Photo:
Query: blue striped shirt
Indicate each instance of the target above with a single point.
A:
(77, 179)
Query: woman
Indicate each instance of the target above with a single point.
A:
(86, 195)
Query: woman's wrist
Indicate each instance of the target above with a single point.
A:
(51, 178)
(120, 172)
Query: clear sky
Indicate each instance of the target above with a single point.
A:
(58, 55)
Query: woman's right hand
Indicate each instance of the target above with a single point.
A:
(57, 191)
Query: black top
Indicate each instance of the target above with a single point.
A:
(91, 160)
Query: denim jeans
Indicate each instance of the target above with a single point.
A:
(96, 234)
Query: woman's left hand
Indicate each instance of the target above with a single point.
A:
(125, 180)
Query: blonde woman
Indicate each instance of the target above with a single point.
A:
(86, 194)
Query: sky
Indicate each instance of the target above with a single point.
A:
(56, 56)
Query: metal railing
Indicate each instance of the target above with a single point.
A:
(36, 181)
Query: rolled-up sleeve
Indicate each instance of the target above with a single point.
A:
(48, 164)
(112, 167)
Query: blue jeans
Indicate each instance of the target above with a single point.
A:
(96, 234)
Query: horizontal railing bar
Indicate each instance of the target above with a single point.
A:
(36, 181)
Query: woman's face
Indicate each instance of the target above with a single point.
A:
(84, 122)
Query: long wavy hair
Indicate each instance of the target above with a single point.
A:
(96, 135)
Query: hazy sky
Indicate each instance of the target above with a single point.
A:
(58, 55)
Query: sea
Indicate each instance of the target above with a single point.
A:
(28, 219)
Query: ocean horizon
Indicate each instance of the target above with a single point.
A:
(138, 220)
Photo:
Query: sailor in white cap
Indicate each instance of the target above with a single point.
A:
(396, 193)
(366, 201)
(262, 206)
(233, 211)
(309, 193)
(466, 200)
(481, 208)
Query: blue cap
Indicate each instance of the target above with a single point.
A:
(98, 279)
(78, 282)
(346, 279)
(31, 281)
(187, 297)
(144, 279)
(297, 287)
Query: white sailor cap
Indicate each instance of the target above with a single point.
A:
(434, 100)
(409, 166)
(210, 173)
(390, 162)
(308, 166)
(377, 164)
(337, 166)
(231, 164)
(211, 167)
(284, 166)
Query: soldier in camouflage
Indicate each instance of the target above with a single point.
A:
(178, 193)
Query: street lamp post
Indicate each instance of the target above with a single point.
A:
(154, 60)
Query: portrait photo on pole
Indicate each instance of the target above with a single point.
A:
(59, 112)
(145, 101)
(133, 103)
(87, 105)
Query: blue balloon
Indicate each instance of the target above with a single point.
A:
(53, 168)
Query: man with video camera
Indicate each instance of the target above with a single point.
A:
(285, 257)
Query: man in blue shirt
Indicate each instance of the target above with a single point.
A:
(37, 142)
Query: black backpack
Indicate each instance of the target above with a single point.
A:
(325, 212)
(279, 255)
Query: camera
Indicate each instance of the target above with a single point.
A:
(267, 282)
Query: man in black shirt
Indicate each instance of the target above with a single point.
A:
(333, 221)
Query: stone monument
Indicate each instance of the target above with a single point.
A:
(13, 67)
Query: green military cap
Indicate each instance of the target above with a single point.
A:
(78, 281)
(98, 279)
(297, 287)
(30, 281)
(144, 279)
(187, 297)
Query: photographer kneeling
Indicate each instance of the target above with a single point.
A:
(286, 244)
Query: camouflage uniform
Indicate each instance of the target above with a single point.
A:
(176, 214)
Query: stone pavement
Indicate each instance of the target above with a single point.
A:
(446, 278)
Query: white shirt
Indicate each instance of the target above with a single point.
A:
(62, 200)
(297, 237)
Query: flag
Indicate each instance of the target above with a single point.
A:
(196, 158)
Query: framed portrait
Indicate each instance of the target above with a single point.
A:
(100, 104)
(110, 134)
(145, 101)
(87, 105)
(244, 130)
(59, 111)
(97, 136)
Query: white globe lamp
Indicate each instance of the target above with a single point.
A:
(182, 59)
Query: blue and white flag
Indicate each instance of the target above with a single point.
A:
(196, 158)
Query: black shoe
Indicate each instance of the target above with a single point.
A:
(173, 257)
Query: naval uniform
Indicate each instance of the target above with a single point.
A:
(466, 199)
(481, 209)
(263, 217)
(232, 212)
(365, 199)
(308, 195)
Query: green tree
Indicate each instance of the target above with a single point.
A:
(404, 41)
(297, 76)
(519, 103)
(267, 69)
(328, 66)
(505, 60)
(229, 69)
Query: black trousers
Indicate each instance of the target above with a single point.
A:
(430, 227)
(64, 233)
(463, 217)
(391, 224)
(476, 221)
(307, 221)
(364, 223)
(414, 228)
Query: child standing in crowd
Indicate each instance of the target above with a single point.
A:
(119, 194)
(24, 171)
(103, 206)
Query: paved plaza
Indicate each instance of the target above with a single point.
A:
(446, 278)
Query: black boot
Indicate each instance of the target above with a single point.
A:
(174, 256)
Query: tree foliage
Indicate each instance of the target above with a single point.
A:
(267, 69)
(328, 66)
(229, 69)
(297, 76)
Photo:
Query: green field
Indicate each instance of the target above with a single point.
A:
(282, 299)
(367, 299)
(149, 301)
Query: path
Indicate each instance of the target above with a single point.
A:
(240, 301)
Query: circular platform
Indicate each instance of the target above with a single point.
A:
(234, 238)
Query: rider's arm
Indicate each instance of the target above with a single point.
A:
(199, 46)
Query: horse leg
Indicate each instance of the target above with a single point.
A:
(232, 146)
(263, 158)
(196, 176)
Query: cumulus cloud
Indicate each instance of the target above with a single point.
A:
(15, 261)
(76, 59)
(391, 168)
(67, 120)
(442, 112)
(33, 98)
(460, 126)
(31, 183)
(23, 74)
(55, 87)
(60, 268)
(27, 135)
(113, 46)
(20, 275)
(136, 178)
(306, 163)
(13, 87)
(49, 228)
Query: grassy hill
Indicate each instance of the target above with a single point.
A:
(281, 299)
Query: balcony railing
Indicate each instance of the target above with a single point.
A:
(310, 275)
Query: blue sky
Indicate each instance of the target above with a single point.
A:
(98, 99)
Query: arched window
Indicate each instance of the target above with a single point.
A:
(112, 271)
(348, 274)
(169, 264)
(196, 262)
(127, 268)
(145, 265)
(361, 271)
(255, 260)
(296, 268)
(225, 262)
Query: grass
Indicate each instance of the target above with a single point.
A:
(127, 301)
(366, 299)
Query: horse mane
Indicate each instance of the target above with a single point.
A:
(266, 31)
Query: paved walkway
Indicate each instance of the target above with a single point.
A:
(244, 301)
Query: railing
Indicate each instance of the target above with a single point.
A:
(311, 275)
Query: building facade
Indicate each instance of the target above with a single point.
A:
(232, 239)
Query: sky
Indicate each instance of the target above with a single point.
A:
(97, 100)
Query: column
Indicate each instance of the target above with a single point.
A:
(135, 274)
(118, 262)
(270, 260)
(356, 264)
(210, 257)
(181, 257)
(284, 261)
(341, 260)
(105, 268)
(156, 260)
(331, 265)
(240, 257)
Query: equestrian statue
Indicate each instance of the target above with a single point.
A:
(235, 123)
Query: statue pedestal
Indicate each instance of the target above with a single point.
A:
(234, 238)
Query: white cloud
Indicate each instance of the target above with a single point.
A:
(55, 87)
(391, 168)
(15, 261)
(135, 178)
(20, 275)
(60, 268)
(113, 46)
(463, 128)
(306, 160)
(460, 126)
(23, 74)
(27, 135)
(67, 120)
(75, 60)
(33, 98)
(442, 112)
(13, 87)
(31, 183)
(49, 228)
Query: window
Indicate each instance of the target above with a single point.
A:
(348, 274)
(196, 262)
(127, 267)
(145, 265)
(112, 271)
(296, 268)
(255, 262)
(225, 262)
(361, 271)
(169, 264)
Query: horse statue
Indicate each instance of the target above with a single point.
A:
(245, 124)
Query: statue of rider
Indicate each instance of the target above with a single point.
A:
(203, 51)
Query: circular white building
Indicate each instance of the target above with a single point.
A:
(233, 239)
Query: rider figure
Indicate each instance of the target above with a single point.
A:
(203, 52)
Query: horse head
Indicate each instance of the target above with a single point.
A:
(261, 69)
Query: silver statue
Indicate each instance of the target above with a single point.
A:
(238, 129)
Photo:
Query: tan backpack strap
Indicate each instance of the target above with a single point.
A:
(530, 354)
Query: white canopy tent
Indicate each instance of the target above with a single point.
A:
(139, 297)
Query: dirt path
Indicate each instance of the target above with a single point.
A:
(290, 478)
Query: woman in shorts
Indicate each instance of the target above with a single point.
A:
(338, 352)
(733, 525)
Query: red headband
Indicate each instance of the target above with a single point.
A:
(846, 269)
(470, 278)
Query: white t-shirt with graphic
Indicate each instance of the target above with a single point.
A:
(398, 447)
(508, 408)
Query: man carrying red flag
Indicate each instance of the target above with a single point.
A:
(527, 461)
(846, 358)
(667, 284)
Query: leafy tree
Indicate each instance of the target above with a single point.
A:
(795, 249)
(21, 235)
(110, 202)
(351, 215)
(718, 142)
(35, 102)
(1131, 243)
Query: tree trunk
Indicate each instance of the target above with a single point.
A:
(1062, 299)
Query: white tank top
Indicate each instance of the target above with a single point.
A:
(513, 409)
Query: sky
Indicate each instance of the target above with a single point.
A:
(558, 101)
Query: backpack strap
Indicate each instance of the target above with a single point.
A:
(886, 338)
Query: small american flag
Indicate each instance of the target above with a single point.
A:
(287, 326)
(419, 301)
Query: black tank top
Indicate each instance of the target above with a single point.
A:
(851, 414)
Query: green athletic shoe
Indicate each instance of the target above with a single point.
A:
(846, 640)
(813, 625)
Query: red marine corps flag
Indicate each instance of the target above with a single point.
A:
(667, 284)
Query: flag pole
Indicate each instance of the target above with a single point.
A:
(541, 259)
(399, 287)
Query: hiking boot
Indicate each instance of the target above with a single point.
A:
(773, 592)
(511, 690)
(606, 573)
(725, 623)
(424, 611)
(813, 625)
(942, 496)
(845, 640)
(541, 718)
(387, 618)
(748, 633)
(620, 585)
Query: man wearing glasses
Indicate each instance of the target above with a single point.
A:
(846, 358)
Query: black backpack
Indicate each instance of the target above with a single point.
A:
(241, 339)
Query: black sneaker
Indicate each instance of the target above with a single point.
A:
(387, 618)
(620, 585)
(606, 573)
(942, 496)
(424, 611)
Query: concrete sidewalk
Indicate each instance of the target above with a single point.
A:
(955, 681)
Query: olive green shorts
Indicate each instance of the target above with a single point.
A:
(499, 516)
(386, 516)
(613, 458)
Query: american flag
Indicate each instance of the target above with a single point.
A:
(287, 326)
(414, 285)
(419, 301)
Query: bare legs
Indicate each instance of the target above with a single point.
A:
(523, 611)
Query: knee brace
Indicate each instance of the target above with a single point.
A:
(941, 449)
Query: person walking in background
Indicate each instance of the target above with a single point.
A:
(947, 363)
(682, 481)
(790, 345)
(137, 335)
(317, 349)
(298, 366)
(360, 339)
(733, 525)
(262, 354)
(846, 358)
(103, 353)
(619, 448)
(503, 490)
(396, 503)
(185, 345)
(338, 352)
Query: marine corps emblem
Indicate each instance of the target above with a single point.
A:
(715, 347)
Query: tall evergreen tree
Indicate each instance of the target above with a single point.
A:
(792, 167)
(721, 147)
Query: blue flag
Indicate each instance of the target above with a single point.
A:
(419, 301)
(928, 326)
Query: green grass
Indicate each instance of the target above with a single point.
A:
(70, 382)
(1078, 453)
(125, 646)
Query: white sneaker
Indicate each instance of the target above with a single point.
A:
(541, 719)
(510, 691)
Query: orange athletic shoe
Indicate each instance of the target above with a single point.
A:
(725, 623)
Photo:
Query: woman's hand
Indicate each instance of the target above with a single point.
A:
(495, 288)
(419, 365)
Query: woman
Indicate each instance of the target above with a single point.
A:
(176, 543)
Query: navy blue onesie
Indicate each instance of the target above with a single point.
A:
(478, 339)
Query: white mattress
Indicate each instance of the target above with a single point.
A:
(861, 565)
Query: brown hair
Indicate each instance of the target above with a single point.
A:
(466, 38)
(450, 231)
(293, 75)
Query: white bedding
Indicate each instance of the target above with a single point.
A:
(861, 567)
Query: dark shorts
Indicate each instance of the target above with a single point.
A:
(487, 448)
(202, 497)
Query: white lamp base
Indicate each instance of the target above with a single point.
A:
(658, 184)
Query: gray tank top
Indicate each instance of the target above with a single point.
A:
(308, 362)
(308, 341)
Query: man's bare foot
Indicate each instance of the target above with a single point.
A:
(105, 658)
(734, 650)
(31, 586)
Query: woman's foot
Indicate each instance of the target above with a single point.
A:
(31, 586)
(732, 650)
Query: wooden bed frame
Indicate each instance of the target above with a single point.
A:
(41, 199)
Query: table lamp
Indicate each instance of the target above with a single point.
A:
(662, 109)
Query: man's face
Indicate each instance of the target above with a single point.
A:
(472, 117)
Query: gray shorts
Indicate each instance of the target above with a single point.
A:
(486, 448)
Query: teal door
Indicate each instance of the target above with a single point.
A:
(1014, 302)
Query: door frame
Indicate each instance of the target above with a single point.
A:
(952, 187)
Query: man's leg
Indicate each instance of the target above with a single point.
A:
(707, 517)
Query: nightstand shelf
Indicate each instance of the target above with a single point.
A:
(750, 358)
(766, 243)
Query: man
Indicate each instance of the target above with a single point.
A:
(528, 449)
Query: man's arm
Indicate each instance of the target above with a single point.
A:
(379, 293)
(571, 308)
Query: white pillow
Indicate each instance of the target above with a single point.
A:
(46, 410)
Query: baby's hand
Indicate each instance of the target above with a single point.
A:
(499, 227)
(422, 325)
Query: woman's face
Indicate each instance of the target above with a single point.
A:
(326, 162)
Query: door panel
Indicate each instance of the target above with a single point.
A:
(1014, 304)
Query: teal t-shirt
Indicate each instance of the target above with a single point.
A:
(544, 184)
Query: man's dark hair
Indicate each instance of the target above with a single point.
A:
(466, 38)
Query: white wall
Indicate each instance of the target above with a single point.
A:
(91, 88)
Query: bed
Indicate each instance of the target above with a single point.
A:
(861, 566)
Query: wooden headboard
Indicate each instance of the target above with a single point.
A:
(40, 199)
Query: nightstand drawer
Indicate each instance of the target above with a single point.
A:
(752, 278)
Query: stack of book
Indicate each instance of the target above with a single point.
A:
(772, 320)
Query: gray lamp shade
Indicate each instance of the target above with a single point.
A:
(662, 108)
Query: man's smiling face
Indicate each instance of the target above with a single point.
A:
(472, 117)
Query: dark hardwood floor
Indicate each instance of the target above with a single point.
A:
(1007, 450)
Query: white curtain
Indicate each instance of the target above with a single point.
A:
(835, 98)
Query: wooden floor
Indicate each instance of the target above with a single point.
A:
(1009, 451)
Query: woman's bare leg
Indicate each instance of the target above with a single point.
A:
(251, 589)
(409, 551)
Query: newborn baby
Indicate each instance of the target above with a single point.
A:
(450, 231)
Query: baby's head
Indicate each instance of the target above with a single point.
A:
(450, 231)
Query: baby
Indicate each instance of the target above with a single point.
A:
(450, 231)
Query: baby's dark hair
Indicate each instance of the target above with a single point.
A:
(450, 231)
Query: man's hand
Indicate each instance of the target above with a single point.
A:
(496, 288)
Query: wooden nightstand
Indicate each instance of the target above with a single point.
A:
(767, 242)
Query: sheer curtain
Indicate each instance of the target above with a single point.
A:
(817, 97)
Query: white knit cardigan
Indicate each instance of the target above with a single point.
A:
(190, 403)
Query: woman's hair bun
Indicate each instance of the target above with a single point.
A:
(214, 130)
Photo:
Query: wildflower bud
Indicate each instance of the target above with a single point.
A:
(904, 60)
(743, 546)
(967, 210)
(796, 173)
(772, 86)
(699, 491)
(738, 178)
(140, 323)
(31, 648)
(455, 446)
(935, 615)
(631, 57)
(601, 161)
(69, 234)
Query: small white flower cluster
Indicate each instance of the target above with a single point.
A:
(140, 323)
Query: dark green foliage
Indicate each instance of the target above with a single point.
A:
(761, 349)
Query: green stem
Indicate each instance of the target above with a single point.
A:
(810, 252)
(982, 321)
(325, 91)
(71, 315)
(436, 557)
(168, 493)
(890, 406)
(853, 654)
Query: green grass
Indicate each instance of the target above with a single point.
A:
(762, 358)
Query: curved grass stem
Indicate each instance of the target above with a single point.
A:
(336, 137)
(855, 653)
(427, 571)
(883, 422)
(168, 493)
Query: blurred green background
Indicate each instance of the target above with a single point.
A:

» **Task**
The string "athletic" shows up in some lines of the listing. Copy each such line.

» **Solution**
Query: green athletic shoe
Query: orange athletic shoe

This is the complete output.